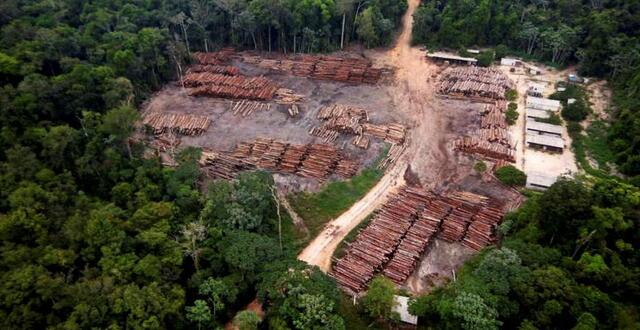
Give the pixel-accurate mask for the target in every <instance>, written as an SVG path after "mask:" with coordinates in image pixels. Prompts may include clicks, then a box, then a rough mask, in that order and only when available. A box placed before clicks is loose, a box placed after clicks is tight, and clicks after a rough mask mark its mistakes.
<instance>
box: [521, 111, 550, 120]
mask: <svg viewBox="0 0 640 330" xmlns="http://www.w3.org/2000/svg"><path fill="white" fill-rule="evenodd" d="M525 113H526V114H527V119H534V120H535V119H548V118H549V117H551V114H549V111H547V110H538V109H530V108H527V109H526V110H525Z"/></svg>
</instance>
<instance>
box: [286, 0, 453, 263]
mask: <svg viewBox="0 0 640 330" xmlns="http://www.w3.org/2000/svg"><path fill="white" fill-rule="evenodd" d="M419 4H420V1H419V0H409V7H408V9H407V12H406V13H405V15H404V17H403V20H402V22H403V23H402V24H403V25H402V26H403V27H402V30H401V32H400V34H399V36H398V38H397V42H396V44H395V46H394V47H393V48H392V49H390V50H387V51H385V52H379V51H378V52H375V51H374V52H373V53H372V54H371V55H372V56H373V57H374V60H377V61H378V62H380V63H381V64H384V65H389V66H392V67H395V68H396V77H395V81H394V83H393V85H392V86H391V90H390V95H391V96H392V97H393V100H394V105H395V107H394V109H393V111H396V112H399V113H401V114H402V115H403V116H404V117H406V118H408V119H409V121H410V122H411V131H410V137H409V139H407V142H406V143H407V149H406V151H405V153H404V154H403V156H402V157H401V158H400V159H399V160H398V161H397V162H396V163H395V164H394V165H393V166H391V167H390V168H389V169H388V170H387V172H386V173H385V175H384V176H383V177H382V179H381V180H380V181H379V182H378V183H377V184H376V185H375V186H374V187H373V188H372V189H371V190H370V191H369V192H368V193H367V194H366V195H365V196H364V197H363V198H362V199H360V200H359V201H358V202H356V203H355V204H354V205H353V206H351V208H349V210H347V211H346V212H344V213H343V214H341V215H340V216H339V217H337V218H336V219H334V220H332V221H331V222H329V223H328V224H327V225H326V226H325V228H324V230H323V231H322V232H321V233H320V234H319V235H318V236H317V237H316V238H315V239H314V240H313V241H312V242H311V243H310V244H309V245H308V246H307V247H306V248H305V249H304V250H303V251H302V252H301V253H300V254H299V255H298V259H300V260H302V261H305V262H307V263H309V264H310V265H315V266H318V267H319V268H320V269H321V270H323V271H324V272H328V271H329V270H330V268H331V258H332V256H333V253H334V251H335V250H336V248H337V247H338V245H339V244H340V242H341V241H342V240H343V239H344V238H345V237H346V236H347V234H349V232H350V231H351V230H353V229H354V228H356V227H357V226H358V224H360V222H362V221H363V220H364V219H366V218H367V217H368V216H369V215H370V214H371V213H372V212H373V211H374V210H376V209H377V208H379V207H380V206H382V205H383V204H384V202H386V201H387V199H388V198H389V196H390V195H391V194H392V193H393V192H395V191H397V189H398V188H399V187H400V186H402V185H403V184H404V173H405V171H406V169H407V166H408V165H409V164H411V166H412V167H415V166H418V167H419V168H429V169H432V171H429V173H427V174H425V175H423V179H424V178H426V179H427V180H424V181H426V182H425V183H426V184H425V187H430V188H433V187H434V186H433V185H434V184H435V183H436V182H442V181H447V180H449V179H451V176H453V175H455V170H452V168H451V167H452V166H455V164H452V163H453V162H452V161H451V160H450V159H449V153H448V151H447V148H446V143H447V141H446V139H445V136H444V129H446V125H445V124H446V122H445V120H444V118H443V116H442V115H441V114H439V113H438V112H437V111H435V108H434V107H433V104H434V103H435V102H437V100H436V99H435V94H434V89H435V86H434V85H433V82H431V79H428V77H431V76H432V75H433V73H434V72H436V70H437V67H436V66H434V65H433V64H431V63H429V62H427V61H426V60H425V57H424V52H422V51H420V50H419V49H418V48H415V47H411V29H412V26H413V13H414V11H415V10H416V8H417V7H418V6H419ZM375 57H378V58H377V59H376V58H375Z"/></svg>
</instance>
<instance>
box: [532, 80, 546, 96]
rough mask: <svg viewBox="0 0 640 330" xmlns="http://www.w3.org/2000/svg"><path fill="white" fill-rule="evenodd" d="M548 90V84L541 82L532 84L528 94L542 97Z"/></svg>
mask: <svg viewBox="0 0 640 330" xmlns="http://www.w3.org/2000/svg"><path fill="white" fill-rule="evenodd" d="M546 88H547V84H544V83H539V82H530V83H529V88H528V89H527V93H528V94H529V95H531V96H542V94H544V90H545V89H546Z"/></svg>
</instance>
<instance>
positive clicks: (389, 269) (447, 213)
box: [383, 199, 451, 285]
mask: <svg viewBox="0 0 640 330" xmlns="http://www.w3.org/2000/svg"><path fill="white" fill-rule="evenodd" d="M449 212H451V206H450V205H448V204H446V203H444V202H442V201H440V200H437V199H431V200H430V201H429V202H428V203H427V205H426V207H425V208H424V210H422V212H420V216H419V217H418V219H417V220H416V222H414V223H413V225H411V228H409V230H408V231H407V234H406V235H405V236H404V238H403V239H402V241H401V242H400V245H399V246H398V249H397V250H396V252H395V253H394V255H393V258H391V261H390V262H389V263H388V264H387V265H386V267H385V269H384V271H383V274H384V275H385V276H386V277H388V278H389V279H391V280H392V281H393V282H395V283H396V284H398V285H400V284H402V283H404V282H405V281H406V280H407V278H409V276H411V273H413V271H414V270H415V269H416V267H417V264H418V261H419V260H420V257H421V256H422V254H423V253H424V251H425V250H426V249H427V247H428V246H429V244H431V243H432V241H433V240H434V239H435V237H436V234H437V233H438V231H439V230H440V225H441V223H442V219H444V218H445V217H446V216H447V215H448V214H449Z"/></svg>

**PROBLEM TO SOLVE**
Reproduce the listing above word for word, leaving out the picture.

**ANSWER TO THE PROBLEM**
Give the pixel-accurate mask for the target in every <instance>, written as an SVG path after "mask:" with coordinates in image pixels. Prompts may include clicks, then a box, then a rough mask, in that order and only when available. A box placed before clicks is loose, a box placed after clicks is tight, and clicks after a rough mask mark its mistakes.
<instance>
box: [521, 111, 550, 120]
mask: <svg viewBox="0 0 640 330" xmlns="http://www.w3.org/2000/svg"><path fill="white" fill-rule="evenodd" d="M525 113H526V114H527V119H534V120H535V119H548V118H549V117H551V114H549V111H547V110H538V109H530V108H527V109H526V110H525Z"/></svg>
</instance>
<instance>
box: [286, 0, 453, 263]
mask: <svg viewBox="0 0 640 330" xmlns="http://www.w3.org/2000/svg"><path fill="white" fill-rule="evenodd" d="M419 4H420V1H419V0H409V7H408V9H407V12H406V13H405V15H404V17H403V20H402V22H403V23H402V24H403V25H402V26H403V27H402V30H401V32H400V34H399V36H398V38H397V42H396V44H395V46H394V47H393V48H392V49H390V50H387V51H385V52H379V51H378V52H375V51H374V52H373V53H372V54H371V55H372V56H373V57H374V60H377V61H378V62H380V63H381V64H384V65H389V66H392V67H395V68H396V77H395V81H394V83H393V85H392V86H391V90H390V95H391V96H392V97H393V100H394V105H395V107H394V109H393V111H396V112H399V113H401V114H402V115H403V116H404V117H406V118H408V119H409V121H410V122H411V131H410V137H409V139H407V142H406V143H407V149H406V151H405V153H404V154H403V156H402V157H401V158H400V159H399V160H398V161H397V162H396V163H395V164H394V165H393V166H391V167H390V168H389V169H388V170H387V172H386V173H385V175H384V176H383V177H382V179H381V180H380V181H379V182H378V183H377V184H376V185H375V186H374V187H373V188H372V189H371V190H370V191H369V192H368V193H367V194H366V195H365V196H364V197H363V198H362V199H360V200H359V201H358V202H356V203H355V204H354V205H353V206H351V208H349V210H347V211H346V212H344V213H343V214H341V215H340V216H339V217H337V218H336V219H334V220H332V221H331V222H329V223H328V224H327V225H326V226H325V228H324V230H323V231H322V232H321V233H320V234H319V235H318V236H317V237H316V238H315V239H314V240H313V241H312V242H311V243H310V244H309V245H308V246H307V247H306V248H305V249H304V250H303V251H302V252H301V253H300V254H299V255H298V259H300V260H302V261H305V262H307V263H309V264H310V265H315V266H318V267H319V268H320V269H321V270H323V271H324V272H328V271H329V270H330V268H331V258H332V256H333V253H334V251H335V250H336V248H337V247H338V245H339V244H340V242H341V241H342V240H343V239H344V238H345V237H346V236H347V234H349V232H350V231H351V230H353V229H354V228H356V227H357V226H358V224H360V222H362V221H363V220H364V219H366V218H367V217H368V216H369V215H370V214H371V213H372V212H373V211H374V210H376V209H377V208H379V207H380V206H382V205H383V204H384V202H386V201H387V199H388V198H389V196H390V195H391V194H392V193H393V192H395V191H397V189H398V188H399V187H400V186H402V185H403V184H404V173H405V171H406V169H407V166H408V165H409V164H411V166H412V167H415V166H418V167H419V168H429V169H432V171H429V173H427V174H425V175H423V179H424V178H426V179H427V180H424V181H426V182H425V183H426V184H425V187H430V188H433V187H434V186H433V185H434V184H435V183H436V182H442V181H447V180H449V179H451V176H453V175H455V170H452V168H451V167H452V166H455V164H452V163H453V162H452V161H451V160H450V159H449V153H448V151H447V148H446V143H447V141H446V139H445V136H444V129H446V125H445V124H446V122H445V120H444V118H443V116H442V115H441V114H439V113H438V112H437V111H435V108H434V107H433V104H434V103H435V102H437V100H436V99H435V94H434V89H435V86H434V85H433V82H431V79H428V77H431V76H432V75H433V73H434V72H436V70H437V67H436V66H434V65H433V64H431V63H429V62H427V61H426V60H425V57H424V52H422V51H420V50H419V49H418V48H415V47H411V29H412V26H413V13H414V11H415V10H416V8H417V7H418V6H419ZM375 57H378V58H377V59H376V58H375Z"/></svg>
</instance>
<instance>
box: [532, 80, 546, 96]
rough mask: <svg viewBox="0 0 640 330" xmlns="http://www.w3.org/2000/svg"><path fill="white" fill-rule="evenodd" d="M548 90V84L541 82L532 84L528 94L542 97Z"/></svg>
mask: <svg viewBox="0 0 640 330" xmlns="http://www.w3.org/2000/svg"><path fill="white" fill-rule="evenodd" d="M546 88H547V84H544V83H539V82H530V83H529V88H528V89H527V93H528V94H529V95H531V96H542V94H544V90H545V89H546Z"/></svg>
</instance>
<instance>
positive clicks: (389, 269) (447, 213)
box: [383, 199, 451, 285]
mask: <svg viewBox="0 0 640 330" xmlns="http://www.w3.org/2000/svg"><path fill="white" fill-rule="evenodd" d="M449 212H451V206H450V205H448V204H446V203H444V202H442V201H440V200H437V199H431V200H430V201H429V202H428V203H427V205H426V207H425V208H424V210H422V212H420V216H419V217H418V219H417V220H416V222H414V223H413V225H411V228H409V230H408V231H407V234H406V235H405V236H404V238H403V239H402V241H401V242H400V245H399V246H398V249H397V250H396V252H395V253H394V255H393V258H391V261H390V262H389V263H388V264H387V265H386V267H385V269H384V271H383V274H384V275H385V276H386V277H388V278H389V279H391V280H392V281H393V282H395V283H396V284H398V285H400V284H402V283H404V282H405V281H406V280H407V278H409V276H411V273H413V271H414V270H415V269H416V267H417V264H418V261H419V260H420V257H421V256H422V254H423V253H424V251H425V250H426V249H427V247H428V246H429V244H431V243H432V241H433V240H434V239H435V237H436V234H437V233H438V231H439V230H440V225H441V223H442V219H444V218H445V217H446V216H447V215H448V214H449Z"/></svg>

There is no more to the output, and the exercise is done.